START PASSAGE GIVEN
Use the status subcommand to show the status of all services available to a node in the backend HA cluster. This subcommand has the following syntax:

$ chef-backend-ctl status

and will return the status for all services. Status can be returned for individual services by specifying the name of the service as part of the command:

$ chef-backend-ctl status SERVICE_NAME

For example, full output:

$ chef-backend-ctl status

is similar to:

Service        Local Status        Time in State  Distributed Node Status
elasticsearch  running (pid 6661)  1d 5h 59m 41s  state: green; nodes online: 3/3
etcd           running (pid 6742)  1d 5h 59m 39s  health: green; healthy nodes: 3/3
leaderl        running (pid 6788)  1d 5h 59m 35s  leader: 1; waiting: 0; follower: 2; total: 3
postgresql     running (pid 6640)  1d 5h 59m 43s  leader: 1; offline: 0; syncing: 0; synced: 2

which shows status for a healthy backend HA cluster. The first three columns–Service, Local Status, and Time in State summarize the local state. The Distributed Node Status column shows:

  • A three node cluster
  • All nodes healthy and online
  • A leader selected with two followers (for both leader/follower status for the leaderl service and a leader/synced state for the postgresql service)
END PASSAGE GIVEN
START DATA RECORDS
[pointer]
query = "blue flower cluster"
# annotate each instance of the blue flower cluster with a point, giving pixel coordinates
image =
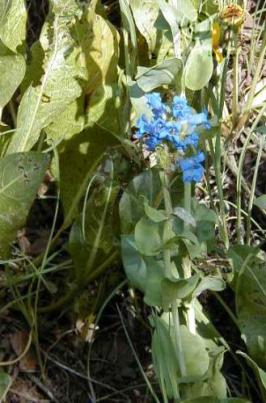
(177, 125)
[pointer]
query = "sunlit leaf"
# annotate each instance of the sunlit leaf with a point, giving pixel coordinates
(5, 383)
(199, 66)
(251, 309)
(12, 70)
(58, 86)
(21, 175)
(165, 73)
(13, 18)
END DATA RECORDS
STATED PROBLEM: Keep writing the passage about the chef-backend-ctl status command, starting right after its last sentence.

ANSWER FOR THIS EXERCISE:
Simple output:

$ chef-backend-ctl status --simple

is similar to:

run: elasticsearch: (pid 6661) 106983s; run: log: (pid 6667) 106983s
run: etcd: (pid 6742) 106981s; run: log: (pid 6630) 106984s
run: leaderl: (pid 6788) 106976s; run: log: (pid 6739) 106982s
run: postgresql: (pid 6640) 106984s; run: log: (pid 6653) 106983s

which shows the state of the services, process identifiers, and uptime (in seconds). Simple output is useful if one (or more) nodes in the backend HA cluster are down or in a degraded state.

uninstall

The uninstall subcommand is used to remove the Chef server application from a machine in the backend HA cluster, but without removing any of the data. This subcommand will shut down all services (including the runit process supervisor).

This subcommand has the following syntax:

$ chef-backend-ctl uninstall

Note

To revert the uninstall subcommand, run the reconfigure subcommand (because the start subcommand is disabled by the uninstall command).

Service Subcommands

This command has a built in process supervisor that ensures all of the required services are in the appropriate state at any given time. The supervisor starts two processes per service and provides the following subcommands for managing services: hup, int, kill, once, restart, service-list, start, status, stop, tail, and term.

Warning

The following commands are disabled when an external PostgreSQL database is configured for the Chef server: hup, int, kill, once, restart, service-list, start, stop, tail, and term.

hup

Use the hup subcommand to send a SIGHUP to all services on a machine in the Chef server backend HA cluster. This command can also be run for an individual service by specifying the name of the service in the command.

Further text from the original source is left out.